Records from a point labeling set:
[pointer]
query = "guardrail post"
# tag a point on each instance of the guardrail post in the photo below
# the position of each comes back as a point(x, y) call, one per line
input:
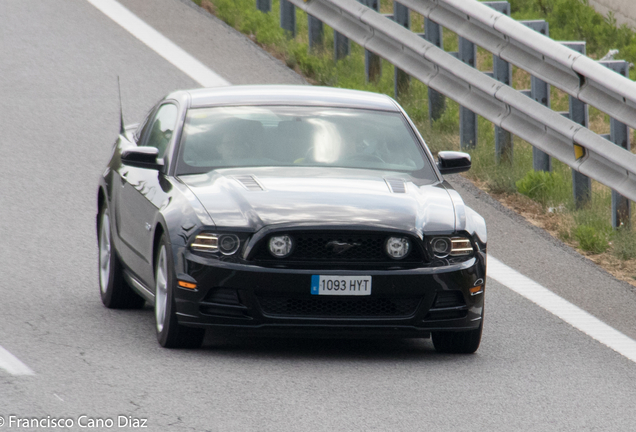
point(540, 92)
point(316, 32)
point(288, 17)
point(619, 135)
point(579, 113)
point(264, 5)
point(341, 46)
point(433, 33)
point(502, 72)
point(372, 62)
point(467, 119)
point(401, 79)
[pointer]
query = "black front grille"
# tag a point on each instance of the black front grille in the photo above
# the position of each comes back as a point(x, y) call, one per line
point(340, 247)
point(339, 307)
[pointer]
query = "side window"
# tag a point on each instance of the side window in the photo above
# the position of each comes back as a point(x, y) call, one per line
point(158, 132)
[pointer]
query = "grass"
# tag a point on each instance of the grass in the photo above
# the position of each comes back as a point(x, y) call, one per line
point(587, 228)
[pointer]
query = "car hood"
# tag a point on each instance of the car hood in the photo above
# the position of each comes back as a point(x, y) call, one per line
point(253, 198)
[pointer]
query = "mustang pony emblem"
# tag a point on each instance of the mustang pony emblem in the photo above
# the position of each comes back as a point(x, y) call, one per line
point(340, 247)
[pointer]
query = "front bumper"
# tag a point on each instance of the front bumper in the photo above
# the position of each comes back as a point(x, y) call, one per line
point(404, 303)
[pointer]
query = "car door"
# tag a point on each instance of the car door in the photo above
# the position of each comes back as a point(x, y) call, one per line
point(141, 194)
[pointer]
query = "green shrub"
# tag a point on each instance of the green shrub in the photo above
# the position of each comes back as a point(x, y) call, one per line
point(624, 244)
point(590, 239)
point(543, 187)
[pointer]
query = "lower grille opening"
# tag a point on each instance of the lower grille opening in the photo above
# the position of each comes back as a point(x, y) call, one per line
point(339, 307)
point(447, 305)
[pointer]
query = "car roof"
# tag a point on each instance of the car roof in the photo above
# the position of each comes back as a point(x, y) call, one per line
point(290, 95)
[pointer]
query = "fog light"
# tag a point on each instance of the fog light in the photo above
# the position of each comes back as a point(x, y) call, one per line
point(228, 244)
point(280, 246)
point(441, 247)
point(476, 290)
point(188, 285)
point(397, 247)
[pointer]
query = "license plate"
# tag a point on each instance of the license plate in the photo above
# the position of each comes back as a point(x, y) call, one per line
point(340, 285)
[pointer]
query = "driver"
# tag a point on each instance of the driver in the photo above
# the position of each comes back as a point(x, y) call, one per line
point(232, 146)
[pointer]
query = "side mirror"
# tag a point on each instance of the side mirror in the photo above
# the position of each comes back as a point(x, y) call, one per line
point(453, 162)
point(141, 157)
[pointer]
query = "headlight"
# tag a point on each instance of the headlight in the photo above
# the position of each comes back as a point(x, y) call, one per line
point(397, 247)
point(205, 242)
point(281, 246)
point(441, 247)
point(461, 246)
point(227, 244)
point(453, 246)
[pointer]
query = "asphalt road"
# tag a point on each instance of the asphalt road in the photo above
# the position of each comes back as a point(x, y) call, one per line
point(59, 62)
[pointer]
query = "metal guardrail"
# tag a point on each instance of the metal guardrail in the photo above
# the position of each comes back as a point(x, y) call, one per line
point(502, 105)
point(544, 58)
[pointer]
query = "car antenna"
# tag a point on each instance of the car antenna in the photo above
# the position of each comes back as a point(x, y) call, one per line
point(122, 130)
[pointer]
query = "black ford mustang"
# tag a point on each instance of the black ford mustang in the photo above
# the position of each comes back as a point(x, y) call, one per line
point(298, 210)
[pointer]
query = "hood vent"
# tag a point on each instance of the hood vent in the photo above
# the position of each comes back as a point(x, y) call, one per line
point(249, 182)
point(396, 185)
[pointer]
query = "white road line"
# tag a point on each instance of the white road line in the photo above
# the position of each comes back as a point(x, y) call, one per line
point(159, 43)
point(12, 364)
point(563, 309)
point(503, 274)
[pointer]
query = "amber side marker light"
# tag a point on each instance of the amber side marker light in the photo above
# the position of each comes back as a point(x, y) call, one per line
point(476, 290)
point(188, 285)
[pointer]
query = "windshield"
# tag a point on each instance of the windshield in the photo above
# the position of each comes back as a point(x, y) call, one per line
point(222, 137)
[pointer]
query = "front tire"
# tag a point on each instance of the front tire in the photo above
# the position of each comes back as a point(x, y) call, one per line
point(463, 342)
point(113, 289)
point(170, 334)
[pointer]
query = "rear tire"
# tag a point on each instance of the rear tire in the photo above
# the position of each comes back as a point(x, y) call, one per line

Exercise details
Reproduce the records above, starting at the beginning and stopping after the line that contains "point(587, 228)", with "side window" replaced by "side glass" and nothing else changed. Omit the pictures.

Full response
[pointer]
query = "guardrail post"
# tag a point on each instance of the guardrail post in the photo below
# the position of each comes back as a point(x, y) call, one per line
input:
point(540, 92)
point(316, 32)
point(288, 17)
point(619, 135)
point(579, 113)
point(264, 5)
point(341, 46)
point(433, 33)
point(502, 72)
point(372, 62)
point(467, 119)
point(401, 79)
[pointer]
query = "black front grille"
# tag a point on each instance of the black front grille in the photo above
# the position of each comes back as a point(x, y) call, one per line
point(340, 247)
point(339, 307)
[pointer]
query = "side glass"
# tag a point on each instance of the side glass in the photo above
# the position of each comes back as a point(x, y) call, one per line
point(158, 132)
[pointer]
query = "grass"
# tag a point on each instance of the grass in the photo above
# the position of each comes back as a point(x, y) call, one per line
point(587, 228)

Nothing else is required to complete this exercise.